- [Data records]
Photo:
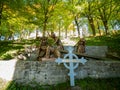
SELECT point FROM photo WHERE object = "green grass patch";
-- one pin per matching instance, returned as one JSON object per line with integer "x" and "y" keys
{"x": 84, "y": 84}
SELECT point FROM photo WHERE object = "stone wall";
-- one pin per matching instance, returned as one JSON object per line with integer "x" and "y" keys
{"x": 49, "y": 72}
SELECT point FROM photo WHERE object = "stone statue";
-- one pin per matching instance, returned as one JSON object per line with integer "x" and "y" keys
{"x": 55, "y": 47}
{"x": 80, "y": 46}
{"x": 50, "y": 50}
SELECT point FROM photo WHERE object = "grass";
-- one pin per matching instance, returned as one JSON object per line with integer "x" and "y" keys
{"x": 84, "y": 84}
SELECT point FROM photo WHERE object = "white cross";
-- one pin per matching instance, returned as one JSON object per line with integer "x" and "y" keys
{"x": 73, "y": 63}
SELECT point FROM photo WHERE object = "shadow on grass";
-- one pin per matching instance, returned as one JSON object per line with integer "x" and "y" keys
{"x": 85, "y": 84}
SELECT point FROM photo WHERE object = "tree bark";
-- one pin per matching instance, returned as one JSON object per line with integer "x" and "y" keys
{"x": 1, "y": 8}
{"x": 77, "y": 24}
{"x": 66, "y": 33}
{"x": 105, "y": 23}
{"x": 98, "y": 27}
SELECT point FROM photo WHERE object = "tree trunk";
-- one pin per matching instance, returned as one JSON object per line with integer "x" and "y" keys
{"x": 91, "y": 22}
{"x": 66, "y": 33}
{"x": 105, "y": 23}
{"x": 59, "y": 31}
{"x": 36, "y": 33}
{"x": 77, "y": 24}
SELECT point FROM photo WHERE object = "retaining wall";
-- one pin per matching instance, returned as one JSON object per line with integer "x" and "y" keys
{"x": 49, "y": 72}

* * *

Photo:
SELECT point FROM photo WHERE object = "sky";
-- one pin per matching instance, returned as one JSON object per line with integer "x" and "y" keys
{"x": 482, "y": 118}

- [Given instruction]
How many lines of the material above contain the string "stone", with case significant? Reply with the number alone.

- [Solution to the exercise]
2